TASK DETAILS - Please retype every entry as written, and keep the pictures out.

──────── AVAILABLE RECORDS ────────

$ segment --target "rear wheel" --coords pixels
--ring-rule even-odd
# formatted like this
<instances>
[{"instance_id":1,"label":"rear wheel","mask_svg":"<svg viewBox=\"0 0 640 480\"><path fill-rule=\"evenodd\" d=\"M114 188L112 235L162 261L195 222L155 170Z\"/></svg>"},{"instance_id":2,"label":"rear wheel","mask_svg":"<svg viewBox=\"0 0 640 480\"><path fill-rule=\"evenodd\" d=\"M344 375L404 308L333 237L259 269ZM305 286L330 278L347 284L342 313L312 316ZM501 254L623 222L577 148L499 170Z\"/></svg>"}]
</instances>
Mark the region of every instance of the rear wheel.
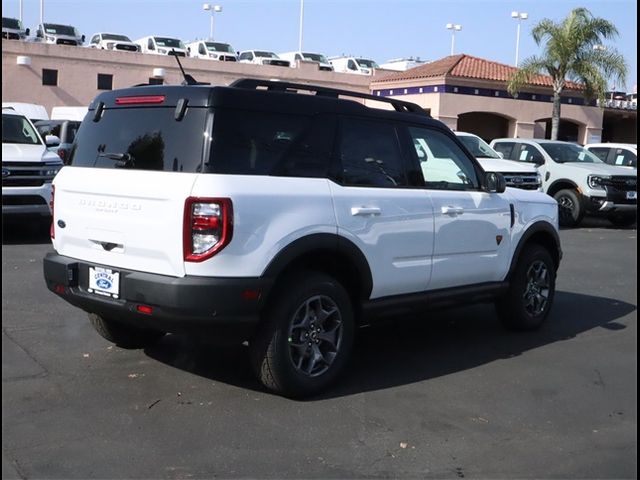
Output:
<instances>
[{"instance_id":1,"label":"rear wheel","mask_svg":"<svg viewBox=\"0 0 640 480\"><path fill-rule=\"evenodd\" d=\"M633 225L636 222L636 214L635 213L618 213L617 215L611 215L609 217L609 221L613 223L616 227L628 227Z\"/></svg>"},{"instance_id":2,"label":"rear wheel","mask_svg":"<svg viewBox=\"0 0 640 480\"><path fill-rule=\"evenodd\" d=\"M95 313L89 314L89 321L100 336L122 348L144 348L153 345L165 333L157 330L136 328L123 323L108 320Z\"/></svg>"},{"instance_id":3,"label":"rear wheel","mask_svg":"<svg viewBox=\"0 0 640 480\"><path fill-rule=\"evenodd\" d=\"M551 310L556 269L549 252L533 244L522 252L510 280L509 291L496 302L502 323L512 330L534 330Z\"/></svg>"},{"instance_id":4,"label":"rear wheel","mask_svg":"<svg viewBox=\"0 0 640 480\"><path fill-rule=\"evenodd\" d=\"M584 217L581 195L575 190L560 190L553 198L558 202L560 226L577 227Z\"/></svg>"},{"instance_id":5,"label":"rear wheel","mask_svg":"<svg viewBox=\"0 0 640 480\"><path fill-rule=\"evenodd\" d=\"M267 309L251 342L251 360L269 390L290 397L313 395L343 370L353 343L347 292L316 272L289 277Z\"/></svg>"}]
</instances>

────────

SOLUTION -
$ segment --target "rear wheel" --coords pixels
--ring-rule even-odd
# formatted like this
<instances>
[{"instance_id":1,"label":"rear wheel","mask_svg":"<svg viewBox=\"0 0 640 480\"><path fill-rule=\"evenodd\" d=\"M114 188L112 235L162 261L195 222L155 170Z\"/></svg>"},{"instance_id":2,"label":"rear wheel","mask_svg":"<svg viewBox=\"0 0 640 480\"><path fill-rule=\"evenodd\" d=\"M344 375L404 308L333 237L259 269ZM305 286L330 278L347 284L342 313L312 316ZM501 254L623 222L577 148L499 170Z\"/></svg>"}]
</instances>
Mark the region of every instance of the rear wheel.
Output:
<instances>
[{"instance_id":1,"label":"rear wheel","mask_svg":"<svg viewBox=\"0 0 640 480\"><path fill-rule=\"evenodd\" d=\"M633 225L636 222L636 214L635 213L618 213L617 215L611 215L609 217L609 221L613 223L616 227L628 227Z\"/></svg>"},{"instance_id":2,"label":"rear wheel","mask_svg":"<svg viewBox=\"0 0 640 480\"><path fill-rule=\"evenodd\" d=\"M95 313L89 314L89 321L100 336L122 348L144 348L153 345L165 333L157 330L136 328L123 323L108 320Z\"/></svg>"},{"instance_id":3,"label":"rear wheel","mask_svg":"<svg viewBox=\"0 0 640 480\"><path fill-rule=\"evenodd\" d=\"M551 310L556 269L549 252L533 244L522 252L510 280L509 291L496 302L502 323L512 330L534 330Z\"/></svg>"},{"instance_id":4,"label":"rear wheel","mask_svg":"<svg viewBox=\"0 0 640 480\"><path fill-rule=\"evenodd\" d=\"M584 217L581 195L575 190L560 190L553 198L558 202L560 226L577 227Z\"/></svg>"},{"instance_id":5,"label":"rear wheel","mask_svg":"<svg viewBox=\"0 0 640 480\"><path fill-rule=\"evenodd\" d=\"M267 309L251 342L251 360L269 390L290 397L313 395L343 370L353 343L347 292L316 272L289 277Z\"/></svg>"}]
</instances>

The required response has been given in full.